Segment Start: Excerpted records

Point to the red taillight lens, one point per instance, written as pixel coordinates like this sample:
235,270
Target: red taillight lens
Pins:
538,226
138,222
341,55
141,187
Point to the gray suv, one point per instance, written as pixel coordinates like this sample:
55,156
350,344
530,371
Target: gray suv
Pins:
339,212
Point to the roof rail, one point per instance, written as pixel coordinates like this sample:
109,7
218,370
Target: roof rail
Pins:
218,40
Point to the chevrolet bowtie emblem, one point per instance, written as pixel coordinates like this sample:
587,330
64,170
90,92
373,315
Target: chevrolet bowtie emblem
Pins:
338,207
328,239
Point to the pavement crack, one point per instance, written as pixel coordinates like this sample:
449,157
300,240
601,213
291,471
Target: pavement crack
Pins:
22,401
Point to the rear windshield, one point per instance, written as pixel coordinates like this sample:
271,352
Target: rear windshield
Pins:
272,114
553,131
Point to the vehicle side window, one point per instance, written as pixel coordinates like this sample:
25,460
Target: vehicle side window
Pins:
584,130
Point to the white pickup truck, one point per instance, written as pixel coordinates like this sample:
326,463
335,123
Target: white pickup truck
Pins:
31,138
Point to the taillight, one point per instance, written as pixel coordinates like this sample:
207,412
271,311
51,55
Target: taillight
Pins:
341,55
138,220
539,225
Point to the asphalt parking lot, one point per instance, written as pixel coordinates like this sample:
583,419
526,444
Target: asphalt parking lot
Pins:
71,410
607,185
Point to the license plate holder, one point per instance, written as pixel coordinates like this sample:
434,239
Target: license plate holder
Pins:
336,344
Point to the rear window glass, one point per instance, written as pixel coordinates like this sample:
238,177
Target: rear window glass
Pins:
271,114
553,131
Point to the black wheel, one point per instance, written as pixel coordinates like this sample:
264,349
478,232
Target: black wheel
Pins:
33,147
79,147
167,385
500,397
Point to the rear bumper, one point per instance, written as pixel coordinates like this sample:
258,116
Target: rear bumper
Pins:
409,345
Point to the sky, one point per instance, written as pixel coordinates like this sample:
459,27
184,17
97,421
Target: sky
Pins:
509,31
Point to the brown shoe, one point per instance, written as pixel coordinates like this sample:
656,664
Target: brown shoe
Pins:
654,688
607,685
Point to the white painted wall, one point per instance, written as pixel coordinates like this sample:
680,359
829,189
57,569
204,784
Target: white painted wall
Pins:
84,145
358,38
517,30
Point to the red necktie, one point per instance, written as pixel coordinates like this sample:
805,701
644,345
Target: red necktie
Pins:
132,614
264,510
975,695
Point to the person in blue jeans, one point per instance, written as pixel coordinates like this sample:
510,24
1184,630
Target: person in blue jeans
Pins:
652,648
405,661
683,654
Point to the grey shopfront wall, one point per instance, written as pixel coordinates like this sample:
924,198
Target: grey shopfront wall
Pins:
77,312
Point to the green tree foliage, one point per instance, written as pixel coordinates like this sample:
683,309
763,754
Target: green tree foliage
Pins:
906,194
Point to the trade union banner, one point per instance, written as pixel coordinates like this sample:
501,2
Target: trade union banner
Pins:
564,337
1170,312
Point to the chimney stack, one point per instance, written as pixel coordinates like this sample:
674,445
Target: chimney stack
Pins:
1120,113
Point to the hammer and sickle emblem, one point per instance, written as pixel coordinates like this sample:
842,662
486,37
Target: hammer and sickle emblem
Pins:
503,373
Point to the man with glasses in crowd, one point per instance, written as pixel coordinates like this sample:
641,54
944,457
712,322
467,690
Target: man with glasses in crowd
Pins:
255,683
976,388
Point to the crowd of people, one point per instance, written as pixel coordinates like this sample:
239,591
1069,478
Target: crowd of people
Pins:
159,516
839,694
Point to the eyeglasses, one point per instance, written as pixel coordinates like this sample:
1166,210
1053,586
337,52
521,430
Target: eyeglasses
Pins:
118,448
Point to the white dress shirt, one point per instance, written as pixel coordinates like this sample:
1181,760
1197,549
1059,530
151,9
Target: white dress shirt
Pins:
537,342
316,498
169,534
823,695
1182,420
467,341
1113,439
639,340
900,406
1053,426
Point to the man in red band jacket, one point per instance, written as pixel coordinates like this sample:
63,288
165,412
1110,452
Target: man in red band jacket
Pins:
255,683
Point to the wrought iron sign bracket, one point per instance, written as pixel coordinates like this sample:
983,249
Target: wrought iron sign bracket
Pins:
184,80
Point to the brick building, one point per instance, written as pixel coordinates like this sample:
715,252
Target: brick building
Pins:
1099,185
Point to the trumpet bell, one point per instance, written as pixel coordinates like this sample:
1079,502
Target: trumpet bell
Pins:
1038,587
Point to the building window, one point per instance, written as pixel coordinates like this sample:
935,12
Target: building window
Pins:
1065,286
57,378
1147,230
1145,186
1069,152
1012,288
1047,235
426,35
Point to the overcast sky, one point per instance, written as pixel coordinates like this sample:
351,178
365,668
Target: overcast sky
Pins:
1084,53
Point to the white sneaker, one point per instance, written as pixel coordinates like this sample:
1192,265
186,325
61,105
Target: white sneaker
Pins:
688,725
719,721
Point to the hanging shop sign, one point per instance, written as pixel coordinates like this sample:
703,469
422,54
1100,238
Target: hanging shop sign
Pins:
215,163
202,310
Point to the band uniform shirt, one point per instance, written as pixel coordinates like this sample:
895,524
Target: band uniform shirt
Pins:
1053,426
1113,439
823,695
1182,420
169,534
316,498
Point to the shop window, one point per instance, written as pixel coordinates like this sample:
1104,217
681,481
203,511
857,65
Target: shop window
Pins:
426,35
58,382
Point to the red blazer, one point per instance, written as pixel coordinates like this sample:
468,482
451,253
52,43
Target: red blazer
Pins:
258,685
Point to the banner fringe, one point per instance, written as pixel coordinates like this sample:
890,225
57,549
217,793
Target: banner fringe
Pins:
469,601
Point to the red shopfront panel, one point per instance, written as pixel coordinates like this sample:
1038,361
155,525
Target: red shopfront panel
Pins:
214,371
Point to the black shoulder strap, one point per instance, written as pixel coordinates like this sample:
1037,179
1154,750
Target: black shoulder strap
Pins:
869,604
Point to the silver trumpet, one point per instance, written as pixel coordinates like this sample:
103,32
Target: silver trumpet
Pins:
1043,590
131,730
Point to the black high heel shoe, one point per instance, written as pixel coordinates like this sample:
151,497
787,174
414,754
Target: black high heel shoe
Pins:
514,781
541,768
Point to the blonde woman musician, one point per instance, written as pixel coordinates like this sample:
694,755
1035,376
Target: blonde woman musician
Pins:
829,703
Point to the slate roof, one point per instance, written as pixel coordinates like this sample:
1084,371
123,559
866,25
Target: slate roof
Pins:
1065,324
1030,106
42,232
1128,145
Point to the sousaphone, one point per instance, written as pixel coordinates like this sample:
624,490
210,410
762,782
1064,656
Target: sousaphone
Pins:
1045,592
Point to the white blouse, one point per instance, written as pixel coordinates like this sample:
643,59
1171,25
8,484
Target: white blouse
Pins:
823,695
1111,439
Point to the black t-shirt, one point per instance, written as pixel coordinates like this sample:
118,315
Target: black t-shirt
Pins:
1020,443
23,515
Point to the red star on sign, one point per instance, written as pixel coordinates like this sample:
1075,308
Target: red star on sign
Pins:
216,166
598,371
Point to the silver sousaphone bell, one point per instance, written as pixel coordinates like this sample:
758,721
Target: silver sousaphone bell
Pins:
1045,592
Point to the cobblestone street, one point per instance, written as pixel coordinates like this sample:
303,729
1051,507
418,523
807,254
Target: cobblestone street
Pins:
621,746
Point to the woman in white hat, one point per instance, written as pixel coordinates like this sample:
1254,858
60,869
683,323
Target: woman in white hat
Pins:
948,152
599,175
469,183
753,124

Segment End: Excerpted records

- [Exercise prompt] Please reproduce each record precisely as written.

- [Expected answer]
Point to the red taillight lens, one point per instance, written as pixel coordinates like this sample:
235,270
Target: red taillight lens
Pins:
538,226
138,222
341,55
141,187
Point to the gray suv, one point per instance, written as pixel coordinates like this sample:
55,156
350,344
530,371
Target: gray suv
Pins:
339,212
Point to the roof rail, one point per instance, written as pixel coordinates like this sample:
109,7
218,370
Target: roof rail
Pins:
218,40
Point to the chevrolet bowtie emblem, one point per instance, written as pixel coordinates like this sample:
587,330
64,170
90,92
373,315
Target: chevrolet bowtie emblem
Pins:
338,207
328,239
Point to the pavement crack, one point per instance, written as pixel coordinates like this sample:
449,157
300,240
601,213
291,471
Target: pavement crack
Pins:
22,401
Point to the rear windshield, one point per instance, written as pixel coordinates like this sample:
271,352
Target: rear windshield
Pins:
272,114
553,131
Point to the vehicle side window, one point per instance, written as pixel coordinates like this sample:
25,460
Target: vehicle side window
Pins:
584,130
Point to the white pickup truck, one point per instance, written as pixel coordinates like this sample:
326,463
335,123
Target: white pickup truck
Pins:
31,138
Point to the taillight, one point per instance, written as pixel coordinates like this sample:
207,412
271,311
51,55
Target: taillight
Pins:
341,55
138,220
539,225
Point to the asphalt parking lot, one point per instance, written as pixel coordinates like this sample:
583,419
526,444
Target: asphalt parking lot
Pins:
71,410
607,185
Point to the license plate holder, one point per instance, written as pixel coordinates like this sample:
434,239
Target: license plate holder
Pins:
336,344
Point to the rear window glass, one point per instance, written as pixel coordinates like this sample:
238,177
Target: rear window glass
Pins:
271,114
553,131
Point to the black wheel, one point per instance, written as pixel coordinates like this sample:
264,349
478,232
Target: black wheel
Pins:
33,147
79,147
167,385
500,397
Point to the rear bumper, one point per instance, written as pixel coordinates like this sample:
258,116
Target: rear bumper
Pins:
409,345
Point to the sky, one point per instance, written as pixel coordinates like this sample:
459,27
184,17
97,421
Target: sky
Pins:
509,31
Point to the brown shoe, one point per instance, written as pixel coordinates like this sample:
656,664
Target: brown shoe
Pins:
654,688
607,685
Point to the white painted wall, one point per instance, written as pixel coordinates like this sample:
680,359
829,189
57,569
204,784
Target: white painted wall
Pins:
84,145
358,38
517,30
Point to the red necktie, one point per instance, written as pixel coordinates like this sample:
805,701
644,345
Target: red necktie
Pins:
132,614
264,510
975,695
Point to the person in blue jeans, one point per instance, written as pixel coordinates like this sample:
510,24
1184,630
Target: person in blue jeans
Pins:
652,648
405,661
683,654
Point to the grey shopfront wall, one point per instance, written as pixel coordinates like this sample:
924,198
Target: grey shopfront wall
Pins:
77,312
Point to the green tree foliage, one point per instance, written as pixel coordinates like this sample:
683,309
763,754
Target: green tree foliage
Pins:
906,194
Point to the trade union banner, one point per instance, written as pixel coordinates like this sample:
501,2
Target: trade union banner
Pins:
564,337
1170,312
Point to the chimney stack, one point per instance, written as pixel coordinates like this sample:
674,445
Target: chimney stack
Pins:
1120,113
Point to the hammer and sickle emblem, one point per instance, written as pixel coordinates like this sample:
842,662
486,37
Target: hammer and sickle emblem
Pins:
503,373
Point to the man with glasses in crowd, one point per instance, written as pixel coordinates like this sample:
641,54
944,457
712,322
467,690
Target: man with glasses in crowd
Pins:
255,683
976,388
Point to the crowd of people, one point per instance, written as pixel coordinates like this sample:
239,591
1069,478
Target: crowd of people
Pins:
159,516
839,694
Point to the eyeglasses, one point per instance, written as pixel coordinates like this sample:
1166,210
1053,586
337,52
521,430
Target: eyeglasses
Pins:
118,448
Point to the white dress shirt, one point per instance, written as pixel coordinates like this sample:
1181,760
1197,549
1059,530
151,9
Target: white dress shirt
Pins:
537,342
316,498
169,534
823,695
1182,420
467,341
1113,439
639,340
900,406
1053,426
Point to the man in red band jacket, one point per instance, written as pixel coordinates like this sample:
63,288
165,412
1110,452
Target: man in red band jacket
Pins:
255,683
Point to the wrought iron sign bracket, one point per instance, written as pixel coordinates like this sample:
983,249
Target: wrought iron sign bracket
Pins:
184,80
Point to the brick building, one point per instance, written as pixel coordinates like this sample:
715,252
Target: brick building
Pins:
1099,185
Point to the trumpet bell, one point per instance, written as pixel coordinates like this sample:
1079,502
Target: trumpet bell
Pins:
1038,587
Point to the building window, one point per instance, written as pixel coordinates like this sample:
935,12
Target: building window
Pins:
1065,286
57,378
1147,230
1145,186
1069,152
1012,288
1047,235
426,35
Point to the overcast sky, one point per instance, written as pixel coordinates like this sample:
351,178
365,668
Target: overcast sky
Pins:
1084,53
Point to the white sneaker, one point per instance, written as pixel coordinates like this sample:
1192,265
186,325
61,105
Target: white sneaker
Pins:
688,725
719,721
Point to the hanging shop sign, one point per instance, written as pixel coordinates like this sample:
703,469
422,54
1100,238
Target: hanging shop sign
Pins:
215,163
202,310
Point to the band uniform shirt, one point per instance, written as pixel coordinates like this sample:
895,524
Target: band uniform shirt
Pins:
1053,426
1113,439
823,695
1182,420
169,534
316,498
Point to the shop window, one point per instance, written as pixel coordinates like this sample:
1104,217
681,481
203,511
857,65
Target: shop window
Pins:
426,35
58,382
Point to the red blazer, one point per instance, written as pixel coordinates like this sample:
468,482
451,253
52,43
Target: red blazer
Pins:
258,685
Point to the banner fringe, one point per instance, written as pixel coordinates like this sample:
890,225
57,549
217,793
Target: banner fringe
Pins:
469,601
Point to the red shopfront panel, one point per instance, written as pixel coordinates like this sample:
1038,361
155,525
Target: red shopfront panel
Pins:
214,371
Point to the black shoulder strap, one point per instance, written as pixel coordinates like this sample:
1037,179
1154,750
Target: black shoulder strap
Pins:
869,604
Point to the silver trumpet, one point per instance, written as pixel coordinates like this sample:
103,32
Target: silver trumpet
Pins:
1043,590
131,730
Point to the black high heel shoe, one point per instance, written as pixel coordinates like this sample:
151,497
787,174
414,754
Target: black high heel shoe
Pins:
514,781
541,768
Point to the blonde woman musician, one point per instance, written as pixel coordinates like this sample:
694,755
1035,376
Target: blonde woman musician
Pins:
829,703
Point to the slate roof, one point per instance, written as pixel coordinates like this sample:
1084,371
123,559
866,25
Target: slate roof
Pins:
1065,324
1030,106
42,232
1128,145
Point to the sousaphone, one point per instance, written as pixel coordinates like this sample:
624,490
210,410
762,782
1064,656
Target: sousaphone
Pins:
1045,592
Point to the white blouse, one point per instance, written as pixel coordinates like this sample:
643,59
1171,25
8,484
Target: white blouse
Pins:
823,695
1111,439
Point to the black t-shirt, one point per instance, written as pixel coordinates like this sample:
118,315
Target: black t-shirt
Pins:
1020,443
23,515
Point to the red star on sign, one point per instance, written as pixel coordinates like this sample:
1075,308
Target: red star on sign
Pins:
216,166
598,371
Point to the silver sousaphone bell, one point per instance, written as pixel coordinates like this sample:
758,721
Target: silver sousaphone bell
Pins:
1045,592
Point to the cobblestone street, one point per instance, written as pixel coordinates like this sample:
303,729
1051,507
418,523
807,254
Target: cobblestone street
Pins:
621,746
Point to the woman in white hat, one point per instance, written as pixel coordinates like this sample:
1254,858
60,869
683,323
Target: woman in white hat
Pins:
948,152
599,175
469,183
753,124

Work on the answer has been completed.